Time Complexity : O(n log n) 
Auxiliary Space : O(1)

An Efficient solution to this problem is that using unordered_set we run a single for loop and in which the value comes the first time it’s an add-in sum variable and stored in a hash table that for the next time we do not use this value.

Implementation:

C++




// C++ Find the sum of all non- repeated
// elements in an array
#include<bits/stdc++.h>
using namespace std;
  
// Find the sum of all non-repeated elements
// in an array
int findSum(int arr[],int n)
{
    int sum = 0;
  
    // Hash to store all element of array
    unordered_set< int > s;
    for (int i=0; i<n; i++)
    {
        if (s.find(arr[i]) == s.end())
        {
            sum += arr[i];
            s.insert(arr[i]);
        }
    }
  
    return sum;
}
  
// Driver code
int main()
{
    int arr[] = {1, 2, 3, 1, 1, 4, 5, 6};
    int n = sizeof(arr)/sizeof(int);
    cout << findSum(arr, n);
    return 0;
}


Java




// Java Find the sum of all non- repeated 
// elements in an array 
import java.util.*;
  
class GFG
{
      
    // Find the sum of all non-repeated elements 
    // in an array 
    static int findSum(int arr[], int n)
    {
        int sum = 0;
  
        // Hash to store all element of array 
        HashSet<Integer> s = new HashSet<Integer>();
        for (int i = 0; i < n; i++)
        {
            if (!s.contains(arr[i]))
            {
                sum += arr[i];
                s.add(arr[i]);
            }
        }
        return sum;
    }
  
    // Driver code 
    public static void main(String[] args) 
    {
        int arr[] = {1, 2, 3, 1, 1, 4, 5, 6};
        int n = arr.length;
        System.out.println(findSum(arr, n));
    }
  
// This code is contributed by Rajput-Ji


Python3




# Python3 Find the sum of all 
# non- repeated elements in an array 
  
# Find the sum of all non-repeated
# elements in an array
def findSum(arr, n):
    s = set()
    sum = 0
  
    # Hash to store all element 
    # of array
    for i in range(n):
        if arr[i] not in s:
            s.add(arr[i])
    for i in s:
        sum = sum + i
  
    return sum
  
# Driver code
arr = [1, 2, 3, 1, 1, 4, 5, 6]
n = len(arr)
print(findSum(arr, n))
  
# This code is contributed by Shrikant13


C#




// C# Find the sum of all non- repeated 
// elements in an array 
using System;
using System.Collections.Generic;
  
class GFG
{
      
    // Find the sum of all non-repeated elements 
    // in an array 
    static int findSum(int []arr, int n)
    {
        int sum = 0;
  
        // Hash to store all element of array 
        HashSet<int> s = new HashSet<int>();
        for (int i = 0; i < n; i++)
        {
            if (!s.Contains(arr[i]))
            {
                sum += arr[i];
                s.Add(arr[i]);
            }
        }
        return sum;
    }
  
    // Driver code 
    public static void Main(String[] args)

DATA BLOCK >>
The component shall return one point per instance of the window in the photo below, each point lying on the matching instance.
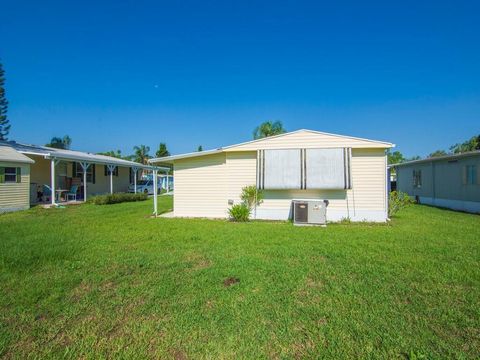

SHORT TASK >>
Answer these about the code passage:
1. What container type does the C++ version use to track elements already seen?
2. Who is credited with the Python3 code?
3. Which array does the Java driver code pass to findSum?

OUTPUT FOR THIS TASK >>
1. unordered_set<int>
2. Shrikant13
3. {1, 2, 3, 1, 1, 4, 5, 6}